:: Excerpted text ::
········

Fifteen years ago, Sierra Leone’s Gola Rainforest was at the heart of this West African nation’s brutal, decade-long civil war. Five years ago, the forest was under threat from mining companies that were looking for diamonds and iron ore beneath the fertile soil.
But as of Saturday, the Gola Rainforest, which lies within one of the world’s most important biodiversity hotspots, is now a national park. And it could soon bring Sierra Leone, one of the world’s poorest countries, a new income stream from the sale of carbon credits.
“We wanted to make Gola a conservation area, not a production area,” says Kate Garnett, an assistant director in Sierra Leone’s Forestry Division.
The government’s Ministry of Mines issued two mining licenses inside the Gola Forest between 2005 and 2007, but Ms. Garnett says those licenses are not valid because they did not receive the Forestry Division’s approval.
“Whatever licenses that were given have been canceled,” she says.
Instead, the government hopes to generate some revenue from the forest by cashing in on the carbon that’s locked up inside all of those trees. They have calculated that, beginning in January 2013, the sale of carbon credits could generate about $1 million per year, which would be enough to cover the park’s annual operating costs.
Carbon financing “is a win-win for the environment and for economic development,” Sierra Leone’s president, Ernest Koroma, said on Saturday at the official opening of the national park in Lalehun, 15 miles from the Liberian border.

········

Stored lines:
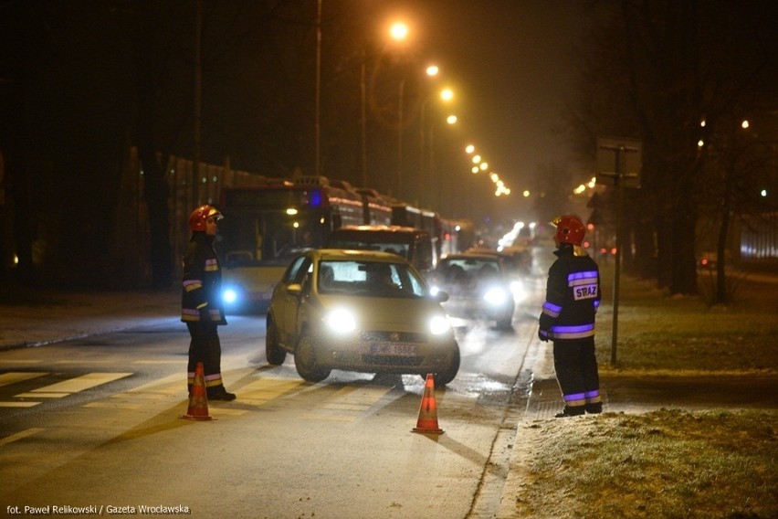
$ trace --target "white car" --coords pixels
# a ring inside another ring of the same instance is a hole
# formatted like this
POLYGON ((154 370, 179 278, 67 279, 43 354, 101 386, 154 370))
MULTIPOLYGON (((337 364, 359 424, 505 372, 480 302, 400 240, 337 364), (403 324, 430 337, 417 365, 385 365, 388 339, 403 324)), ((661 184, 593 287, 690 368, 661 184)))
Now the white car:
POLYGON ((435 375, 451 382, 459 347, 418 270, 396 254, 314 249, 295 258, 273 291, 266 354, 294 355, 300 376, 320 382, 332 369, 435 375))

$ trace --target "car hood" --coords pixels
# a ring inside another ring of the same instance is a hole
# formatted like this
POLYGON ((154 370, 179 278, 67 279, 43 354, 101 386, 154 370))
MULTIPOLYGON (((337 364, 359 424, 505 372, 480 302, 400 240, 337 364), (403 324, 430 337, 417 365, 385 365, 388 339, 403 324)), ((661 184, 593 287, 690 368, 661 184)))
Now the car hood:
POLYGON ((430 318, 446 315, 439 302, 428 299, 321 296, 321 302, 325 311, 350 309, 362 329, 426 332, 430 318))

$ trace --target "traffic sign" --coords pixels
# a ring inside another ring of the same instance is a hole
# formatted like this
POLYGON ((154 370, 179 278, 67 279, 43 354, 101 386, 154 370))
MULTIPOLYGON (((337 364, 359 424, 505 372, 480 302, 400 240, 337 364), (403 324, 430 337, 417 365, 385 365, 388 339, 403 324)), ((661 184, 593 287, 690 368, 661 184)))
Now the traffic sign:
POLYGON ((621 137, 598 137, 596 183, 638 188, 642 160, 641 141, 621 137))

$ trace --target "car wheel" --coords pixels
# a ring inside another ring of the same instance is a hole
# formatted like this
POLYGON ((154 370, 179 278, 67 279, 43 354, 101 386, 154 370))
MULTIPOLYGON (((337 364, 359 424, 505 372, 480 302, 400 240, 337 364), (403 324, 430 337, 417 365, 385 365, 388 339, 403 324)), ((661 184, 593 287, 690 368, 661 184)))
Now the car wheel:
POLYGON ((265 333, 265 356, 268 357, 268 364, 270 365, 281 365, 287 358, 287 352, 279 345, 279 327, 269 315, 265 333))
POLYGON ((497 329, 498 330, 510 330, 512 327, 511 323, 513 321, 513 316, 504 317, 502 319, 497 320, 497 329))
MULTIPOLYGON (((451 364, 449 365, 448 368, 444 371, 439 371, 437 373, 433 374, 435 376, 435 383, 438 386, 446 386, 447 384, 449 384, 452 380, 454 380, 454 377, 457 376, 457 373, 458 373, 459 371, 460 360, 461 359, 459 355, 459 346, 455 344, 454 357, 451 359, 451 364)), ((421 376, 422 378, 426 380, 426 373, 421 374, 421 376)))
POLYGON ((316 360, 316 345, 313 337, 303 332, 294 351, 294 365, 298 374, 308 382, 321 382, 330 376, 330 370, 320 367, 316 360))

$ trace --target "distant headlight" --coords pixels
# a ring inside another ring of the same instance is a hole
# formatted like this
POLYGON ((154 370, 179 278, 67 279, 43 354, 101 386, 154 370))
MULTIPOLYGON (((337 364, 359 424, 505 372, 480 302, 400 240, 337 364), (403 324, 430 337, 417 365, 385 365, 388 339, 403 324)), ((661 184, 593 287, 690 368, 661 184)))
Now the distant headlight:
POLYGON ((513 300, 517 302, 527 299, 527 292, 524 290, 524 283, 520 281, 514 281, 510 283, 510 291, 513 292, 513 300))
POLYGON ((451 329, 451 324, 443 315, 436 315, 429 320, 429 331, 433 335, 440 335, 446 334, 451 329))
POLYGON ((338 334, 348 334, 356 329, 356 318, 353 312, 344 308, 336 308, 324 317, 327 327, 338 334))
POLYGON ((489 304, 499 306, 508 301, 508 292, 501 288, 491 288, 484 294, 484 300, 489 304))
POLYGON ((235 289, 225 289, 222 291, 222 301, 226 304, 232 304, 237 301, 237 291, 235 289))

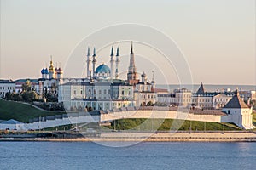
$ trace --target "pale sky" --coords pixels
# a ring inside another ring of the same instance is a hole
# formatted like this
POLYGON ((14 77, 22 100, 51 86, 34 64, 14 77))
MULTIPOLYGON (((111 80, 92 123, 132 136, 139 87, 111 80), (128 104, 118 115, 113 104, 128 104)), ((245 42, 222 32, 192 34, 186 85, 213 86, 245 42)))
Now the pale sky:
MULTIPOLYGON (((0 79, 39 78, 50 55, 55 64, 65 65, 85 37, 109 26, 135 23, 164 32, 177 43, 194 83, 256 85, 255 10, 254 0, 1 0, 0 79)), ((83 44, 85 54, 93 45, 83 44)), ((118 46, 127 55, 120 65, 126 70, 130 44, 118 46)), ((154 58, 152 65, 143 59, 155 52, 134 46, 138 71, 151 78, 157 65, 154 58)), ((101 51, 104 57, 98 65, 108 62, 109 52, 101 51)), ((85 54, 79 59, 84 65, 85 54)), ((173 68, 170 72, 168 83, 179 83, 173 68)), ((64 74, 71 76, 81 73, 64 74)), ((155 80, 165 83, 161 76, 155 80)))

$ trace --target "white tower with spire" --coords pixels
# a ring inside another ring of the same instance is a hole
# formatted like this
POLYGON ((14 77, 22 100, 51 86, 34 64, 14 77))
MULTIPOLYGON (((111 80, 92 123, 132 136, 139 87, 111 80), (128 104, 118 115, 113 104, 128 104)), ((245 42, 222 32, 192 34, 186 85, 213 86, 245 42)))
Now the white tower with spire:
POLYGON ((119 48, 116 49, 116 56, 115 56, 115 79, 119 78, 119 48))
POLYGON ((87 63, 87 77, 89 78, 90 76, 90 48, 88 47, 88 50, 87 50, 87 60, 86 60, 86 63, 87 63))
POLYGON ((112 46, 111 48, 111 54, 110 54, 110 78, 111 80, 113 79, 113 48, 112 46))
POLYGON ((93 72, 93 76, 96 76, 96 49, 95 48, 93 48, 93 55, 92 55, 92 72, 93 72))
POLYGON ((155 89, 155 82, 154 82, 154 71, 152 71, 152 81, 151 81, 151 91, 154 92, 155 89))
POLYGON ((134 85, 139 82, 138 77, 137 77, 137 68, 135 66, 135 59, 134 59, 132 42, 131 42, 131 46, 130 65, 128 68, 127 81, 128 81, 129 84, 131 84, 131 85, 134 85))

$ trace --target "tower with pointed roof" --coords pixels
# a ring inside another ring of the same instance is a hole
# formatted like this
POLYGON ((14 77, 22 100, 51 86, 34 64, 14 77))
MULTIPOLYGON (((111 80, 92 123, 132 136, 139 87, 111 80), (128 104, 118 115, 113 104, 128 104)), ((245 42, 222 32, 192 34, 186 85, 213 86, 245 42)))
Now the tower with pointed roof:
POLYGON ((151 91, 153 92, 155 89, 155 82, 154 82, 154 71, 152 71, 152 81, 151 81, 151 84, 152 84, 151 91))
POLYGON ((135 65, 135 58, 134 58, 134 53, 133 53, 133 46, 131 42, 131 54, 130 54, 130 65, 128 68, 128 73, 127 73, 127 82, 131 85, 134 85, 139 82, 137 68, 135 65))
POLYGON ((110 54, 110 78, 111 79, 113 79, 113 62, 114 62, 114 60, 113 60, 113 48, 112 46, 111 54, 110 54))
POLYGON ((50 62, 49 62, 49 79, 55 78, 55 67, 52 61, 52 56, 50 56, 50 62))
POLYGON ((92 74, 93 76, 96 76, 96 49, 95 48, 93 48, 93 55, 92 55, 92 74))
POLYGON ((119 78, 119 48, 118 47, 116 49, 116 55, 115 55, 115 79, 119 78))
POLYGON ((222 109, 223 112, 227 113, 226 122, 234 122, 241 128, 253 129, 253 110, 241 99, 239 91, 235 91, 235 95, 222 109))

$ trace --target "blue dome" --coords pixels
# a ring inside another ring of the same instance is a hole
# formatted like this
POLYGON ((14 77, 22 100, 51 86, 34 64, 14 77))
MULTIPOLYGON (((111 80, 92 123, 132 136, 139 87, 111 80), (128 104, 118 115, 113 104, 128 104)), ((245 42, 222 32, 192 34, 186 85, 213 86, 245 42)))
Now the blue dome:
POLYGON ((44 70, 44 68, 43 68, 41 71, 41 74, 45 74, 44 72, 45 72, 45 70, 44 70))
POLYGON ((44 74, 48 74, 48 69, 44 69, 44 74))
POLYGON ((108 65, 102 64, 96 68, 96 73, 99 73, 99 72, 110 73, 110 68, 108 65))

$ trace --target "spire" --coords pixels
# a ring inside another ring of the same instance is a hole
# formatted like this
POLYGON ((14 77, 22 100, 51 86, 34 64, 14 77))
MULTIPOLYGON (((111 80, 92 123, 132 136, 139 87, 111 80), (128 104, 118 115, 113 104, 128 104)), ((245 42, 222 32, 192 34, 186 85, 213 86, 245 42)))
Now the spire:
POLYGON ((199 87, 196 94, 204 94, 205 93, 205 88, 204 88, 204 85, 203 83, 201 82, 201 86, 199 87))
POLYGON ((131 54, 133 54, 132 41, 131 41, 131 54))
POLYGON ((110 56, 113 56, 113 46, 111 48, 111 54, 110 54, 110 56))
POLYGON ((116 49, 116 56, 119 56, 119 47, 116 49))
POLYGON ((95 48, 93 48, 93 56, 94 56, 94 57, 96 56, 96 49, 95 49, 95 48))
POLYGON ((154 71, 152 71, 152 82, 154 82, 154 71))
POLYGON ((88 47, 88 49, 87 49, 87 56, 90 56, 90 48, 88 47))

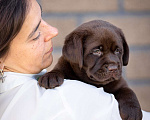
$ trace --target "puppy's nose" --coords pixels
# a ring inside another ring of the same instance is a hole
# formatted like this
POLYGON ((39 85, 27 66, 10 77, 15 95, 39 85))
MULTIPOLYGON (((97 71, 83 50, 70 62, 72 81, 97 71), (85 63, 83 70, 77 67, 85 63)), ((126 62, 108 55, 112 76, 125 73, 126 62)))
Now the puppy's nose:
POLYGON ((117 65, 108 65, 108 70, 110 71, 110 72, 115 72, 115 71, 117 71, 117 69, 118 69, 118 66, 117 65))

········

:: Work to do ::
[1] In the Gola Rainforest text, why does Kate Garnett say the mining licenses issued inside the forest are not valid? Answer in one to three sentences.
[2] Reproduce the Gola Rainforest text word for word, starting with "Fifteen years ago, Sierra" and going on through "Forestry Division’s approval.".
These lines have no connection to the Gola Rainforest text.

:: Problem solutions ::
[1] She says the two licenses the Ministry of Mines issued inside the Gola Forest between 2005 and 2007 are not valid because they did not receive the Forestry Division's approval.

[2]
Fifteen years ago, Sierra Leone’s Gola Rainforest was at the heart of this West African nation’s brutal, decade-long civil war. Five years ago, the forest was under threat from mining companies that were looking for diamonds and iron ore beneath the fertile soil.
But as of Saturday, the Gola Rainforest, which lies within one of the world’s most important biodiversity hotspots, is now a national park. And it could soon bring Sierra Leone, one of the world’s poorest countries, a new income stream from the sale of carbon credits.
“We wanted to make Gola a conservation area, not a production area,” says Kate Garnett, an assistant director in Sierra Leone’s Forestry Division.
The government’s Ministry of Mines issued two mining licenses inside the Gola Forest between 2005 and 2007, but Ms. Garnett says those licenses are not valid because they did not receive the Forestry Division’s approval.